─── Raw data

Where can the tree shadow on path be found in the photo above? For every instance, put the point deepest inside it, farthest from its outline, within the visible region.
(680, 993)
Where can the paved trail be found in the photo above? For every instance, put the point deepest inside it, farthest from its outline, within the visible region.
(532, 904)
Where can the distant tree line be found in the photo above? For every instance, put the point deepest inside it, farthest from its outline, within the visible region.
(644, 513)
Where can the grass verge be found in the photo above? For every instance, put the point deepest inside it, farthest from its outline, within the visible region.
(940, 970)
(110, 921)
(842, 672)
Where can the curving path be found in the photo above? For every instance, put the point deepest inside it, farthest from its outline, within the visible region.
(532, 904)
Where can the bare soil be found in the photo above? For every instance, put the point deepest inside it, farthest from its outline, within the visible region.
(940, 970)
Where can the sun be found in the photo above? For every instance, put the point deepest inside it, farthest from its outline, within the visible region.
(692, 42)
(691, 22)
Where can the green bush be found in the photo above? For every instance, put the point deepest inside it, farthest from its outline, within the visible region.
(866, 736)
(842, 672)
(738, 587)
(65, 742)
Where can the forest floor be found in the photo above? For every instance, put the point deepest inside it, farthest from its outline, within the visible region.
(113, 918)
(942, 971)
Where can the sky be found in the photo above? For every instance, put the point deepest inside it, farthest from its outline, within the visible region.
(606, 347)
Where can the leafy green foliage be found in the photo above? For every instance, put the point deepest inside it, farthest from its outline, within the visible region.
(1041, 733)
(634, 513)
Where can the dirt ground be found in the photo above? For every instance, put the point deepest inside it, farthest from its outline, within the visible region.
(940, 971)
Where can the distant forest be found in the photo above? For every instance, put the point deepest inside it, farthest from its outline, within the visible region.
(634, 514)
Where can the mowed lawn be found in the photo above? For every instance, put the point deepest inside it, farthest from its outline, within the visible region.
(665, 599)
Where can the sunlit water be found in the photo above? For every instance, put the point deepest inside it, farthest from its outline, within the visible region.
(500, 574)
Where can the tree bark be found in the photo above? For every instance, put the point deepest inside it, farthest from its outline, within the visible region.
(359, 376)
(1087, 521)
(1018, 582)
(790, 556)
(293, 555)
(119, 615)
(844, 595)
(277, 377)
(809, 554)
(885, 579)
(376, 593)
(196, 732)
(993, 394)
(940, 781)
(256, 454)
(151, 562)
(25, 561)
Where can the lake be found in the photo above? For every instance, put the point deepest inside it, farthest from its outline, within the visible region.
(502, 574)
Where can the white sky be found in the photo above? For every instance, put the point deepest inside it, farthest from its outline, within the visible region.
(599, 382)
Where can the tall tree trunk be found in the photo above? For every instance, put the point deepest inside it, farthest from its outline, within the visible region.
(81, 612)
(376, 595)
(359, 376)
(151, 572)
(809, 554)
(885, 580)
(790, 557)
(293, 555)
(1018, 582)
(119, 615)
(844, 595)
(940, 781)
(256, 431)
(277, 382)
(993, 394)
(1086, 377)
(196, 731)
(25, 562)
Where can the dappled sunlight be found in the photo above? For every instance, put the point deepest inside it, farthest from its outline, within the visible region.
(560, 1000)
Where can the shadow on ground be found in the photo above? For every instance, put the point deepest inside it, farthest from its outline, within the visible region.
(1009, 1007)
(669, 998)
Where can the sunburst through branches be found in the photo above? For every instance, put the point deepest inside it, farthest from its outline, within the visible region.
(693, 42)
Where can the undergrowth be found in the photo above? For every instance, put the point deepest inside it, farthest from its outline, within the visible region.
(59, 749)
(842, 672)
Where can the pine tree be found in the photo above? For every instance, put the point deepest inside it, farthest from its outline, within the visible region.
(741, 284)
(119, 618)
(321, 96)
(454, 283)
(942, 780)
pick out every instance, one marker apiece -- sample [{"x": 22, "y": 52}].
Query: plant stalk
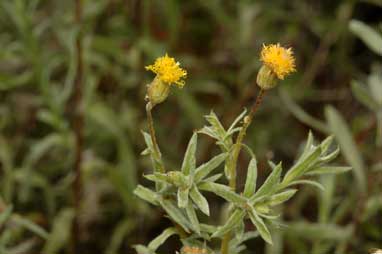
[
  {"x": 157, "y": 153},
  {"x": 78, "y": 124},
  {"x": 235, "y": 155}
]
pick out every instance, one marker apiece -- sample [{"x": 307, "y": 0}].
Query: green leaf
[
  {"x": 233, "y": 221},
  {"x": 222, "y": 191},
  {"x": 159, "y": 178},
  {"x": 206, "y": 168},
  {"x": 328, "y": 170},
  {"x": 302, "y": 166},
  {"x": 141, "y": 249},
  {"x": 147, "y": 194},
  {"x": 281, "y": 197},
  {"x": 260, "y": 226},
  {"x": 348, "y": 147},
  {"x": 176, "y": 214},
  {"x": 191, "y": 214},
  {"x": 200, "y": 200},
  {"x": 217, "y": 127},
  {"x": 160, "y": 239},
  {"x": 250, "y": 182},
  {"x": 369, "y": 36},
  {"x": 363, "y": 96},
  {"x": 325, "y": 145},
  {"x": 271, "y": 183},
  {"x": 183, "y": 197},
  {"x": 239, "y": 231},
  {"x": 213, "y": 178},
  {"x": 188, "y": 165}
]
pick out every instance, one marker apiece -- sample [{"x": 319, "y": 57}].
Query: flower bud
[
  {"x": 157, "y": 91},
  {"x": 266, "y": 78}
]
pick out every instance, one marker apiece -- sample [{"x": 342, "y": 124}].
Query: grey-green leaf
[
  {"x": 191, "y": 214},
  {"x": 308, "y": 182},
  {"x": 271, "y": 184},
  {"x": 281, "y": 197},
  {"x": 200, "y": 200},
  {"x": 188, "y": 165},
  {"x": 160, "y": 239},
  {"x": 260, "y": 226},
  {"x": 222, "y": 191},
  {"x": 302, "y": 166},
  {"x": 183, "y": 197},
  {"x": 146, "y": 194},
  {"x": 232, "y": 222},
  {"x": 206, "y": 168},
  {"x": 328, "y": 170},
  {"x": 250, "y": 182},
  {"x": 176, "y": 214}
]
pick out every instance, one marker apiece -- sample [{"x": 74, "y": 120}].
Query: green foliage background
[{"x": 337, "y": 89}]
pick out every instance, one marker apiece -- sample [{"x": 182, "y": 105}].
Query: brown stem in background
[
  {"x": 235, "y": 155},
  {"x": 78, "y": 124}
]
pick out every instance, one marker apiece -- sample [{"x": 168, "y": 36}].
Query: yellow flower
[
  {"x": 278, "y": 59},
  {"x": 168, "y": 71}
]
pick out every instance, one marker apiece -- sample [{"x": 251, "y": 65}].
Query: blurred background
[{"x": 72, "y": 87}]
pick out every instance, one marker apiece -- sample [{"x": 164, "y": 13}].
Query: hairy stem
[
  {"x": 235, "y": 155},
  {"x": 78, "y": 124},
  {"x": 157, "y": 153}
]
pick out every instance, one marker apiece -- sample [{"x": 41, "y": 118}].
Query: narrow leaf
[
  {"x": 160, "y": 239},
  {"x": 271, "y": 184},
  {"x": 206, "y": 168},
  {"x": 281, "y": 197},
  {"x": 176, "y": 214},
  {"x": 232, "y": 222},
  {"x": 260, "y": 226},
  {"x": 222, "y": 191},
  {"x": 188, "y": 165},
  {"x": 328, "y": 170},
  {"x": 199, "y": 200},
  {"x": 302, "y": 166},
  {"x": 308, "y": 182},
  {"x": 146, "y": 194},
  {"x": 191, "y": 214},
  {"x": 250, "y": 182},
  {"x": 183, "y": 197}
]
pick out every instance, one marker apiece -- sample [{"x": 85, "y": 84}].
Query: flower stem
[
  {"x": 157, "y": 153},
  {"x": 235, "y": 154},
  {"x": 78, "y": 126}
]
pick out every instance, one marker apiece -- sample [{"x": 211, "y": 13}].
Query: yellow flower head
[
  {"x": 279, "y": 59},
  {"x": 168, "y": 71}
]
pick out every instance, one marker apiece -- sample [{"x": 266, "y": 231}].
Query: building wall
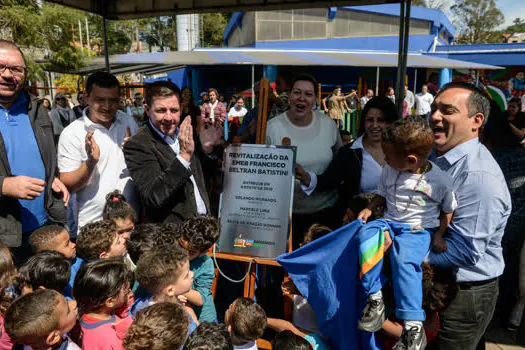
[
  {"x": 311, "y": 24},
  {"x": 244, "y": 35}
]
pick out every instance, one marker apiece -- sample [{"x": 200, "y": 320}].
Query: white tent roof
[{"x": 149, "y": 63}]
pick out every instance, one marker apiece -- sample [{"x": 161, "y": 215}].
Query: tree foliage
[
  {"x": 160, "y": 32},
  {"x": 433, "y": 4},
  {"x": 477, "y": 21},
  {"x": 518, "y": 26}
]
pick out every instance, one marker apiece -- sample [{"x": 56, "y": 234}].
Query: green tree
[
  {"x": 433, "y": 4},
  {"x": 477, "y": 21},
  {"x": 213, "y": 25},
  {"x": 161, "y": 32},
  {"x": 119, "y": 34},
  {"x": 518, "y": 26}
]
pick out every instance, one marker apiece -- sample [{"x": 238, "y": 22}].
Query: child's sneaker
[
  {"x": 373, "y": 315},
  {"x": 412, "y": 339}
]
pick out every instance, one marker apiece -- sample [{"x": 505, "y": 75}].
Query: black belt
[{"x": 469, "y": 285}]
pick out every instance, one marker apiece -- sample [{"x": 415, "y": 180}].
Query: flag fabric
[{"x": 327, "y": 273}]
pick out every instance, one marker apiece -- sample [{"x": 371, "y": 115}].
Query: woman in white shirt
[
  {"x": 317, "y": 140},
  {"x": 356, "y": 169}
]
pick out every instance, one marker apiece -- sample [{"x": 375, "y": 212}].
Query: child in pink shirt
[{"x": 102, "y": 288}]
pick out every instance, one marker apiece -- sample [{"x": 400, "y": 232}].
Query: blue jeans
[{"x": 409, "y": 247}]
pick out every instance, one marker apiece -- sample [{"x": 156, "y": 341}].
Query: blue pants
[{"x": 408, "y": 250}]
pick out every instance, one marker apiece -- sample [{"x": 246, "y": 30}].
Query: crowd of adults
[{"x": 161, "y": 152}]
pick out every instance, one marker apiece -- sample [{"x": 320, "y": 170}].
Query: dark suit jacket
[
  {"x": 162, "y": 181},
  {"x": 10, "y": 222}
]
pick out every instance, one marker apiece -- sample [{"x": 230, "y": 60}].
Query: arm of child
[
  {"x": 374, "y": 203},
  {"x": 393, "y": 328},
  {"x": 194, "y": 298},
  {"x": 201, "y": 289},
  {"x": 439, "y": 245},
  {"x": 192, "y": 314},
  {"x": 288, "y": 287},
  {"x": 279, "y": 325}
]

──────

▸ Required work:
Set down exactly, and only, the lines from the one with "Query: blue pants" to the final line of the data.

▸ Solution to this exercise:
Query: blue pants
[{"x": 408, "y": 250}]
pick out every instance, one marker apiece -- sample [{"x": 246, "y": 30}].
Query: crowd of adults
[{"x": 161, "y": 152}]
pick out every instance, one marker apiece -- sample [{"x": 320, "y": 170}].
Query: dark suit jacket
[
  {"x": 162, "y": 181},
  {"x": 10, "y": 222}
]
pick out every instance, one marker apiece -- sample [{"x": 230, "y": 60}].
Query: arm of child
[
  {"x": 374, "y": 203},
  {"x": 393, "y": 328},
  {"x": 194, "y": 298},
  {"x": 201, "y": 289},
  {"x": 439, "y": 245},
  {"x": 192, "y": 314},
  {"x": 288, "y": 287},
  {"x": 279, "y": 325}
]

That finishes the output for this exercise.